[Extract provided]

* begin *

Supreme Court of Georgia
Nov 18, 1981
248 Ga. 629 (Ga. 1981)




Murder. Monroe Superior Court. Before Judge Crumbley.

Ham, Mills Freeman, W. Franklin Freeman, Jr., for appellant.

E. Byron Smith, District Attorney, W. Hal Craig, Assistant District Attorney, Michael J. Bowers, Attorney General, Virginia H. Jeffries, Assistant Attorney General, for appellee.

This appeal is from a conviction for murder in the Superior Court of Monroe County. The appellant was tried on June 13, 1981, and the jury returned a verdict of guilty on June 16, 1981. As the state did not seek the death penalty, a sentence of life imprisonment was imposed.

The appellant, Oscar Owens, his brother John Owens, the victim, and John's two daughters lived together on the Owens' family homestead on Flint Road in Monroe County. Their brother, Ples Owens, Jr., lived approximately one quarter mile across a field from the family's house.

The incident resulting in the charge against the appellant occurred on November 29, 1980. That morning Ples Owens held a hog killing on the farm. The three brothers, John, Ples, and Oscar, along with some friends and neighbors, arrived at different times during the morning to help. All of the witnesses testified that there were no arguments during the day.

At approximately 1:00 p. m. the appellant took a serving of meat up to the house. A few minutes later, the appellant came out of the house carrying a shotgun. At the time, John Owens was standing with his back to the appellant, between Womble and Douglas at the hog-cutting table. Witnesses testified that the appellant raised the gun, aimed it in John Owen's direction, and fired once, hitting John in the back at the neck and killing him.

The appellant made no attempt to escape and was waiting at the scene when the law enforcement officials arrived.

The appellant was arrested, and at the jail he gave a taped statement to Chief Deputy Jack Pitts of the Monroe Sheriff's Department. In this statement, the appellant said such things as: "We had a little land and ... he (John, the victim) kept on wantin to take it"; and, "Yeah, I meant to shoot him"; however, the appellant also stated: "I didn't mean to kill him"; and "I was shootin as a warnin." This statement was played for the jury during the trial, and upon request by the jury, and over defense counsel's objection, the jury was allowed to take the tape into the jury room during deliberations.

* end *

[Supplied data]
* begin *

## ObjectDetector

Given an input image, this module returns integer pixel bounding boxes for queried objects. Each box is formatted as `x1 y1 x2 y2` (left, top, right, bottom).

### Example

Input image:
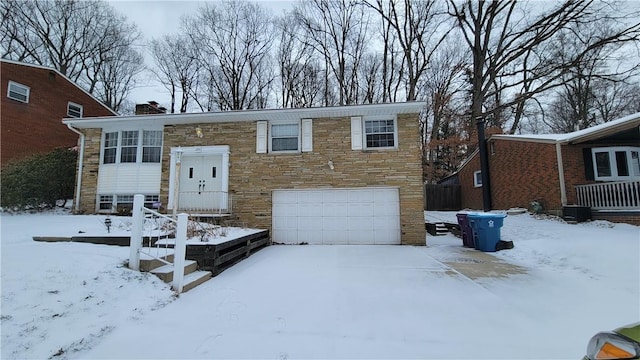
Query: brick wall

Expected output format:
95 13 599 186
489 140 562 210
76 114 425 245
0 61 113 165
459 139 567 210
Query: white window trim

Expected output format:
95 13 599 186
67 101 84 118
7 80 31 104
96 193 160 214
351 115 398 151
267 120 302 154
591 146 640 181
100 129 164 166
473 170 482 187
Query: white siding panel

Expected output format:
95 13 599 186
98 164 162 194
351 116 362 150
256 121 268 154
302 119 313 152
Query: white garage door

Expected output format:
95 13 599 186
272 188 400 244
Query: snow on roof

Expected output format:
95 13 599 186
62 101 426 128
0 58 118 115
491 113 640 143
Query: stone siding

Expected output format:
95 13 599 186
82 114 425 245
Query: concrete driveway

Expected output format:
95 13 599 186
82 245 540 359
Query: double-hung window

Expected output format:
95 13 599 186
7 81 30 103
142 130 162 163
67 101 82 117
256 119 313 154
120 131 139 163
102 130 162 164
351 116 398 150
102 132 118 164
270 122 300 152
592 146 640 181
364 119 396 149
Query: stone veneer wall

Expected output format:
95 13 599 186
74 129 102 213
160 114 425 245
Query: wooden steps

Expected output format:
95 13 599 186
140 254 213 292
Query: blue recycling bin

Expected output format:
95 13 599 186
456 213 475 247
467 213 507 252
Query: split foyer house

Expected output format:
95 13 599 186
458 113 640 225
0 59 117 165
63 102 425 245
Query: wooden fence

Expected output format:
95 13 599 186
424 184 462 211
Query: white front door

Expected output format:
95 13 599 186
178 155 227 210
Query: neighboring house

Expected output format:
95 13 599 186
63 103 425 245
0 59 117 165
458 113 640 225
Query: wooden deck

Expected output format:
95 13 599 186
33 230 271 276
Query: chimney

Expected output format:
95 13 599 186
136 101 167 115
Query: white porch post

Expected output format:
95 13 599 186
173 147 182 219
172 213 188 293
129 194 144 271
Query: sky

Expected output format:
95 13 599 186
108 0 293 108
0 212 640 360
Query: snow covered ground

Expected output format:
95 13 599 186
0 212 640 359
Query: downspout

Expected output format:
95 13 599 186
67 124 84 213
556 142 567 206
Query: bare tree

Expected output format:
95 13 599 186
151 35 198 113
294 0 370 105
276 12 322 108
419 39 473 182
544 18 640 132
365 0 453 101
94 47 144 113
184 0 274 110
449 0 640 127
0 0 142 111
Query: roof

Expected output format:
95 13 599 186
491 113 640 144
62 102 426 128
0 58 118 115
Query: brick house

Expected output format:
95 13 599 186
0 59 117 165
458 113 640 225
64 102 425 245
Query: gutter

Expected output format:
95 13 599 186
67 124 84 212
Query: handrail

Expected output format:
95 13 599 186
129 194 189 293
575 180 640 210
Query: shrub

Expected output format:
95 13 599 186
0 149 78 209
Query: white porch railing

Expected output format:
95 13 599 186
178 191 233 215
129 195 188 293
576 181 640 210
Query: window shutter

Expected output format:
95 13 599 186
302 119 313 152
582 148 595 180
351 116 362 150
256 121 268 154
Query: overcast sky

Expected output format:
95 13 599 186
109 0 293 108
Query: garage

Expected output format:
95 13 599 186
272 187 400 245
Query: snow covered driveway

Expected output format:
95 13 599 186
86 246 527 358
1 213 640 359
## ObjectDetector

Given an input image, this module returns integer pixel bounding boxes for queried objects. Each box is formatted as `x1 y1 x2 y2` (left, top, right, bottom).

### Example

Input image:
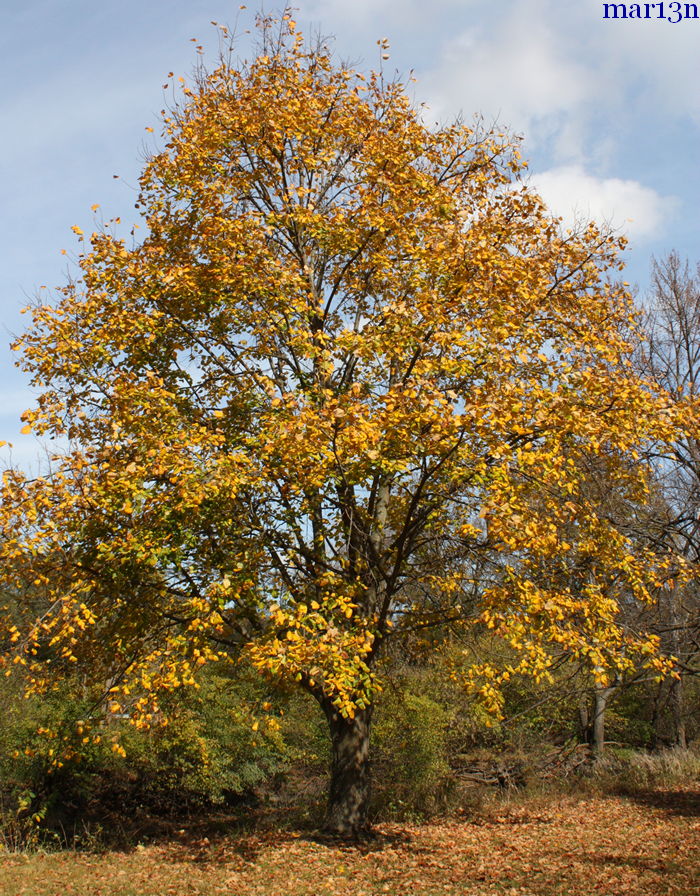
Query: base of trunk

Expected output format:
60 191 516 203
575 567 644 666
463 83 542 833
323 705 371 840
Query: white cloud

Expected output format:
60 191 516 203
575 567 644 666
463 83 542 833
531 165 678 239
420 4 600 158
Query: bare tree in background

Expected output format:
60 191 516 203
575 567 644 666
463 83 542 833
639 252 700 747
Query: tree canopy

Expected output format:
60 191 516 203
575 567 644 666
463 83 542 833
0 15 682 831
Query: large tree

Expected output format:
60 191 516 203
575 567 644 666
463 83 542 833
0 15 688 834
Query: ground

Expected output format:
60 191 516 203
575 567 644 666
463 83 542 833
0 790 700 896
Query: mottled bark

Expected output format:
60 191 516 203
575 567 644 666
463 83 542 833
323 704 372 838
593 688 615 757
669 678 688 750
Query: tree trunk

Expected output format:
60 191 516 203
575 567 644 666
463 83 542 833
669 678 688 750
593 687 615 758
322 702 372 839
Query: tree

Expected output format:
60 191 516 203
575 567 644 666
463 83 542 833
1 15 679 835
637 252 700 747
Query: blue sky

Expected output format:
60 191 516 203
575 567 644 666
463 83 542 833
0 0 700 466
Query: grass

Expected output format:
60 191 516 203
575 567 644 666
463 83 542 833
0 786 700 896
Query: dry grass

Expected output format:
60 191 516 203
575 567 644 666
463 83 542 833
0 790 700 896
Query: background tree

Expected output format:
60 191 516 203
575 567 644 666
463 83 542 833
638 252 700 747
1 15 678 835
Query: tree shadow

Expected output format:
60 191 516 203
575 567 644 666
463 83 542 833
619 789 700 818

* end *

Carry on the court opinion on Oscar Owens's murder appeal, starting right after its final sentence. The listing has no connection to the court opinion on Oscar Owens's murder appeal.

[Output below]
In the first enumeration of error, the appellant alleges the court erred in admitting into evidence state's exhibit No. 19. This exhibit consists of certified copies of three documents on file with the clerk of Monroe County Superior Court: (1) an affidavit of Lula J. Owens, the appellant's mother, regarding her husband's estate, (2) a deed dated April 20, 1942, from Charles Haygood to Ples Owens, Sr., the appellant's father, and (3) a deed dated September 8, 1966, from Ples Owens, Sr. to Ples Owens, Jr. transferring one acre of the land acquired by the 1942 deed.

The appellant contends the documents in exhibit No. 19 were irrelevant and immaterial to the issues on trial and were harmful to the appellant because they implied the appellant was angry with John Owens over the division of land.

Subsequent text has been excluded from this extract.